*DOCUMENT SEGMENT*:
What is the EF950?
Connections & Control
Features & Specs
Picture Settings Out-of-the-Box
LG 65EF950V Picture Settings
Picture Settings Calibrated
One of the other widely reported issues is the vignetting or dark edges at the sides of the image, that usually manifests when the OLED is showing images with dark scenes just above black. Panasonic believed this was a function of how the panel was being driven and they invested a great deal of time and effort in ensuring that this issue wasn't present on the CZ952. We can say for certain that Panasonic succeeded in this regard but sadly it is still apparent on the EF950. Although we didn't actually notice it at first, as soon as we pulled up a 5 IRE raster there they were - dark edges on either side. To be honest we rarely saw them when watching normal content, unless we went looking for them but they're certainly still there, so chalk one up to the CZ952.

*WHAT IS REQUIRED*:
Return the entire EF950 review text above word for word, with nothing changed. The data has no connection to the EF950 review text.

*DATA BLOCK*:
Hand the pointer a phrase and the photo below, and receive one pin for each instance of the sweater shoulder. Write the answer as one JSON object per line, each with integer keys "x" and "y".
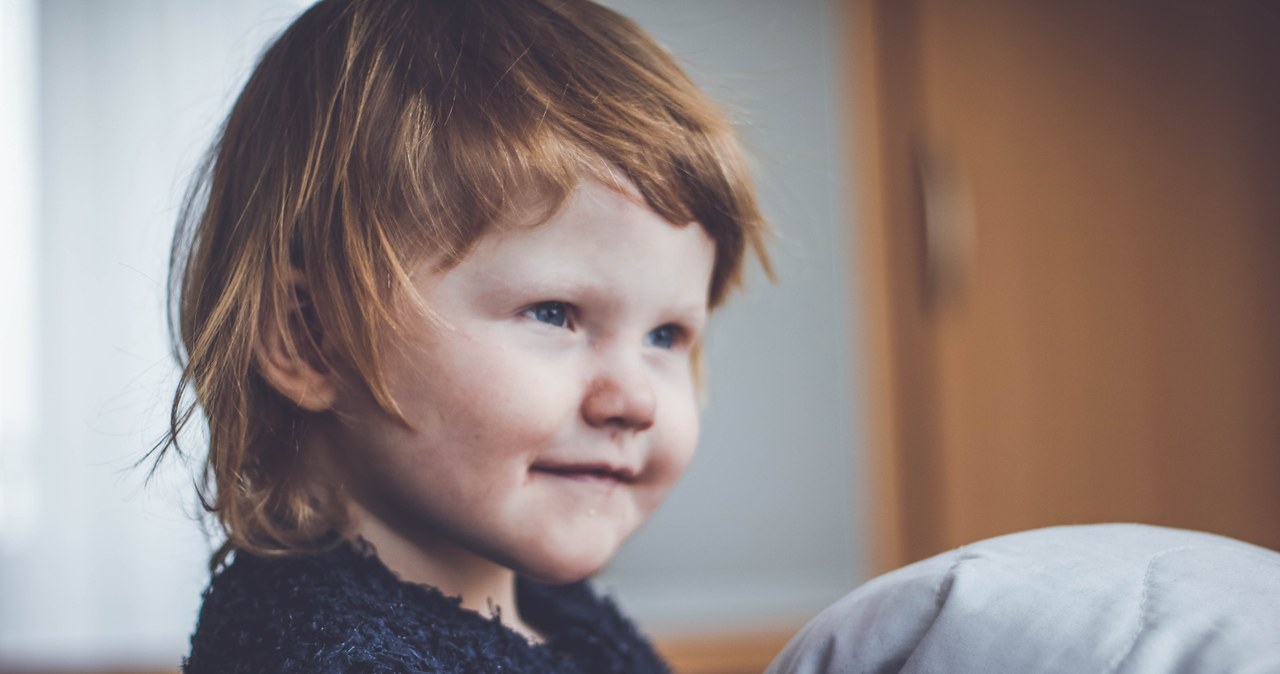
{"x": 330, "y": 613}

*RESPONSE*:
What is the EF950?
Connections & Control
Features & Specs
Picture Settings Out-of-the-Box
LG 65EF950V Picture Settings
Picture Settings Calibrated
One of the other widely reported issues is the vignetting or dark edges at the sides of the image, that usually manifests when the OLED is showing images with dark scenes just above black. Panasonic believed this was a function of how the panel was being driven and they invested a great deal of time and effort in ensuring that this issue wasn't present on the CZ952. We can say for certain that Panasonic succeeded in this regard but sadly it is still apparent on the EF950. Although we didn't actually notice it at first, as soon as we pulled up a 5 IRE raster there they were - dark edges on either side. To be honest we rarely saw them when watching normal content, unless we went looking for them but they're certainly still there, so chalk one up to the CZ952.